▸ **Assignment**: Lines outside the range are not wanted. Give again exactly the lines between the line holding "Target: blind slats" and the line holding "point: window blind, one", inclusive, from the listing below.

START Provided records

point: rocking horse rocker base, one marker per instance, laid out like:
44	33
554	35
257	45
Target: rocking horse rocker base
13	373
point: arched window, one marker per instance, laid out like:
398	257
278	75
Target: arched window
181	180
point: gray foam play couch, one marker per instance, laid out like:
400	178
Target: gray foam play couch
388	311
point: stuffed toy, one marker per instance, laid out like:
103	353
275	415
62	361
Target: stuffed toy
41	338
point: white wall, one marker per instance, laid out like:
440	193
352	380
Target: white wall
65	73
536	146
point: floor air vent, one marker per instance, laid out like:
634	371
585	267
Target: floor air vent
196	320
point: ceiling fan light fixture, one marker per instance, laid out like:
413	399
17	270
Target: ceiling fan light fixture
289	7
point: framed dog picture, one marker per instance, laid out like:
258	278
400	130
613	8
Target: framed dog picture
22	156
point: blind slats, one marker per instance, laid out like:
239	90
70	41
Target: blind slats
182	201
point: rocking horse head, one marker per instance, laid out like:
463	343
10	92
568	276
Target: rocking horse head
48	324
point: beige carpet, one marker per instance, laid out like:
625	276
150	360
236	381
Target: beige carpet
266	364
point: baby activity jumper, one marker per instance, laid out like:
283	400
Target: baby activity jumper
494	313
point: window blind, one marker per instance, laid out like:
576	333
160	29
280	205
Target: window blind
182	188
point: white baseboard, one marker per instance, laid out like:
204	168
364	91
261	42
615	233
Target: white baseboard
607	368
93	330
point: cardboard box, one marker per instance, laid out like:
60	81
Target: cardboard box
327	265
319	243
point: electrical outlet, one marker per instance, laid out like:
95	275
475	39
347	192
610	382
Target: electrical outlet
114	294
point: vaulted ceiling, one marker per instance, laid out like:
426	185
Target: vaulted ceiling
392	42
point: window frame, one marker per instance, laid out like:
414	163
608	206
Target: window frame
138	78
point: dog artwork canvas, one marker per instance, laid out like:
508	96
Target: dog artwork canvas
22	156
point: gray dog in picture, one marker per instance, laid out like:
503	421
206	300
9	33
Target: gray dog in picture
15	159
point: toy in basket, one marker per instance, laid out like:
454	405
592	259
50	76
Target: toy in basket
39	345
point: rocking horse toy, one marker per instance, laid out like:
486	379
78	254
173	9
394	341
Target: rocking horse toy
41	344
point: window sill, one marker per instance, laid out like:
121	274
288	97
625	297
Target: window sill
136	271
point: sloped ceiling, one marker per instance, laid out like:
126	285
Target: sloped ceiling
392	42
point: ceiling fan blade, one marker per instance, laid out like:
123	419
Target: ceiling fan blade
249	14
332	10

END Provided records
START Provided records

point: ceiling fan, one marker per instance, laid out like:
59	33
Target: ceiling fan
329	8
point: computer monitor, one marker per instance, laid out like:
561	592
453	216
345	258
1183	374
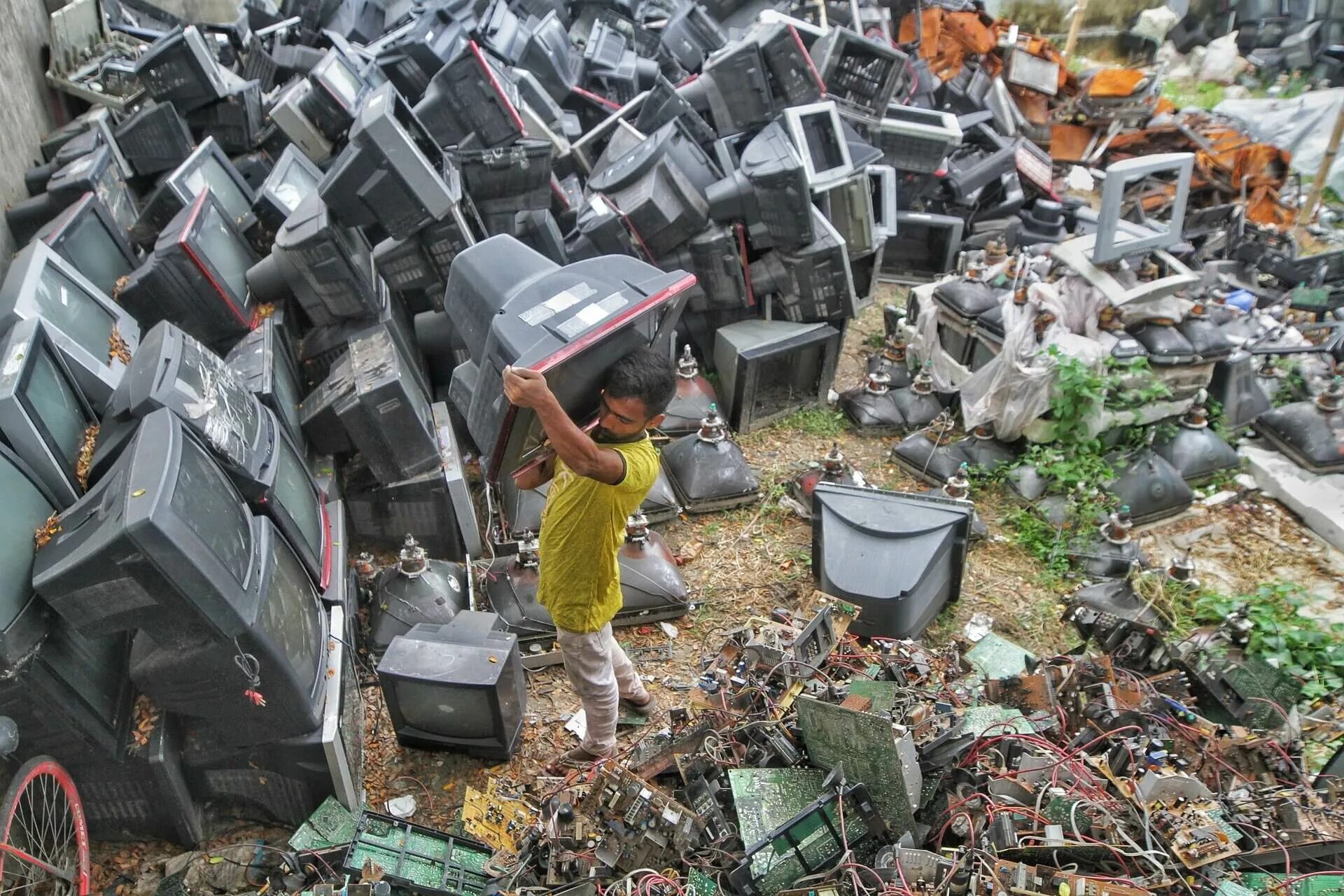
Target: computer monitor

END Provided records
START Provided records

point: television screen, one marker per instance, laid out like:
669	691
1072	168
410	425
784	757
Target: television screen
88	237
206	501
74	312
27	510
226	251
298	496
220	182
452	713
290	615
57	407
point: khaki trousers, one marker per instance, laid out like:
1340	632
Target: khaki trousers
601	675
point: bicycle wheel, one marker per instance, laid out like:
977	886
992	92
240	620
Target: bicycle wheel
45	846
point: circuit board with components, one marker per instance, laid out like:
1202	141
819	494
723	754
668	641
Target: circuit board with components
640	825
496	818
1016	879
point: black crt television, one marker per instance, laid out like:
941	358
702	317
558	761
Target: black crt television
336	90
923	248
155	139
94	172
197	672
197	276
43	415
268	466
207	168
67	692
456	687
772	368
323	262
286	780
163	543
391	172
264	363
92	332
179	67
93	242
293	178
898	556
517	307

END Provided records

▸ **Solved problem**:
Target: blind slats
182	201
point: rocking horse head, one marker per instance, laid out like:
463	343
10	92
568	276
Target: rocking horse head
48	324
point: beige carpet, one marker per instance, laid out like:
625	276
150	360
236	381
Target: beige carpet
266	364
point: baby activity jumper, one marker per instance, laid out like:
283	400
Target: baby activity jumper
494	313
point: window blind, one marker per instance, laid out like:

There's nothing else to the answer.